Text excerpt –

++++

Student trying to grasp function scope issue

[Brookston]

Hi

I've recently picked up my programming studies after having laid them aside for a several years, so I'm still a beginner. I recently purchased and have enjoyed working through a book/CD combo by Dietel + Dietel on C++ and I also have copy of a lite version of VisualC++ v6.

I have also been going through some old course materials and plan to get back to creating simple console programs for Windows 3.1 on my old PC using my old Borland TurboC++ 4.5 compiler for fun, and as a sort of a basic concept "lab class", which brings me to this:

Lately, I've been struggling with an issue with regard to functions... I came upon an old test question in my old course materials that frankly, has me stumped. Maybe it's because it was really a trick question. I've read and re-read my old text book and other more recent C++ books, I've searched this web forum and others, I've looked for C++ tutorials that would clarify my thinking on functions, but I've not been able to understand what the output, if any, of the code example would be. I've recreated the code below (it only vaguely resembles the original).

++++

Information given –
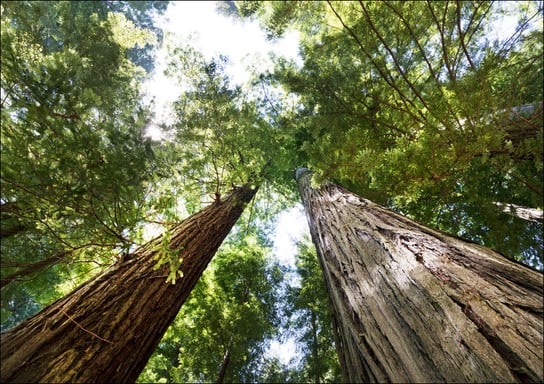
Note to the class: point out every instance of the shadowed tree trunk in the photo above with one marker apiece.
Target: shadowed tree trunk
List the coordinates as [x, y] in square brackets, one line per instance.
[413, 304]
[106, 330]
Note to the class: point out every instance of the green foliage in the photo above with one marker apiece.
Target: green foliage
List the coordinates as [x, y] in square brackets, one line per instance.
[75, 163]
[311, 320]
[416, 106]
[232, 308]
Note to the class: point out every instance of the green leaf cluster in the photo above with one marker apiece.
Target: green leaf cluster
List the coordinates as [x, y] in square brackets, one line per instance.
[231, 309]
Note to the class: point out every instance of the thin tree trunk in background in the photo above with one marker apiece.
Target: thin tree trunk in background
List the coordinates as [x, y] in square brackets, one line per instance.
[413, 304]
[530, 214]
[106, 330]
[224, 366]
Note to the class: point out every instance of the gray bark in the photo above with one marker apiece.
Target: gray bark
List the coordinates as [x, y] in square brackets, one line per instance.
[106, 330]
[413, 304]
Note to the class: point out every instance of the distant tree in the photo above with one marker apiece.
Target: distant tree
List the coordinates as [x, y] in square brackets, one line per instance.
[106, 330]
[413, 304]
[221, 331]
[76, 166]
[420, 107]
[311, 320]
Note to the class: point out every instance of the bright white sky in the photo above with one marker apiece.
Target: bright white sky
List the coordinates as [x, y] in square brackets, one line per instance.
[198, 22]
[243, 43]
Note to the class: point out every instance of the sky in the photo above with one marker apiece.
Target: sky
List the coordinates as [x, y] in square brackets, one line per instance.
[213, 34]
[244, 43]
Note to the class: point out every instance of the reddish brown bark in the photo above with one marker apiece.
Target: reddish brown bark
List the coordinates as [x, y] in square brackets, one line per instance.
[106, 330]
[412, 304]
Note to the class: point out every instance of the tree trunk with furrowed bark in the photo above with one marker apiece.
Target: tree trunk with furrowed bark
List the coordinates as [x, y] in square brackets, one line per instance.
[413, 304]
[106, 330]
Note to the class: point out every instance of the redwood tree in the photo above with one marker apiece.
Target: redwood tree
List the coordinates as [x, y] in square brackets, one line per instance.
[413, 304]
[106, 329]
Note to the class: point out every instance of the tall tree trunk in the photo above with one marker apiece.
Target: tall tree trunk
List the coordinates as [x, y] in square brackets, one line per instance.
[414, 304]
[315, 348]
[224, 366]
[106, 330]
[29, 269]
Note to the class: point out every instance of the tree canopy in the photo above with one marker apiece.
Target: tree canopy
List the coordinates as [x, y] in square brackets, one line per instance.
[418, 106]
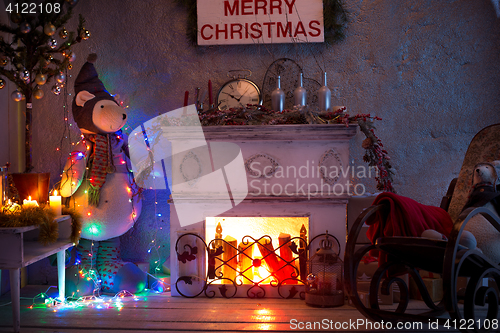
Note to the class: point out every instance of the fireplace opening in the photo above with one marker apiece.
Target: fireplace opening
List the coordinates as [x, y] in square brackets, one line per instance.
[256, 250]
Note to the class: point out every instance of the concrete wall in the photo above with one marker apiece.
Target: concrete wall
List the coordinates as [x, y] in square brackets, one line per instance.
[429, 68]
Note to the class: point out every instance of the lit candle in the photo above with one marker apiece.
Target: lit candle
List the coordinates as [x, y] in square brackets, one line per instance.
[55, 203]
[29, 203]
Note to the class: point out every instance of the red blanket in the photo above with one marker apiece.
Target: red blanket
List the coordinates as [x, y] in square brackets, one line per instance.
[406, 217]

++++

Directions –
• a. From the forum post about the function scope question, list each source the writer says they went through while trying to understand functions.
• b. Pick up the forum post about the function scope question right after its last sentence and keep writing it.

Task-by-task answers –
• a.
- Their old textbook
- Other, more recent C++ books
- This web forum and other forums
- C++ tutorials

• b.
#include <iostream.h>
  void beezer(int b, int z) {
	 b = 3;
	 z = z + b;
	 cout << "beezer: b " << b << endl;
	 cout << "beezer: z " << z << endl;
  }
  int main( ) {
	 int b = 9;
	 int z = 18;
	 beezer(b, z);

	 cout << "main: b + " << b << endl;
	 cout << "main: z + " << z << endl;
  }

Me, to avoid confusion, I wouldn't have used the same identifiers in both the "beezer" function and the main. And I don't think I quite understand how z can be initialized with z + b when z hasn't been initialized. Unless you can use the values in main...OK, I MIGHT understand, but which "b" do you use?? Anyway, maybe the point was that C++ could, in fact, run the code, and if I understood functions and calls properly, I'd know what the output would be anyway...even with the code written as it is. Bottom line: what would the output of this code be, if any?

I have guessed such things as : 3, 3 AND 9, 18 ...but I don't know.

Would you consider offering a helping hand when you find a minute? I feel as though I understand the basics of functions when clearly written, but when it comes to this particular code, I can't figure out how in the world it would ever work! I feel that knowing the answer to this might give me a deeper understanding of the basics of functions and calls and I certainly don't want to stumble ahead without having a clear understanding and good foundation of the LAWS of the function and the call. Can you help?

[LLXX]

Why don't you just compile it and run?

beezer: b 3
beezer: z 21
main: b + 9
main: z + 18

These are called "local variables", they were designed to allow "recycling" of identifier names within functions, but I also find that it makes it more difficult to comprehend the program as a whole.

In beezer() z is the name of one of the parameters, so it becomes initialised with whatever it was called with. In main(), b and z are as they are initialised prior to the call to beezer().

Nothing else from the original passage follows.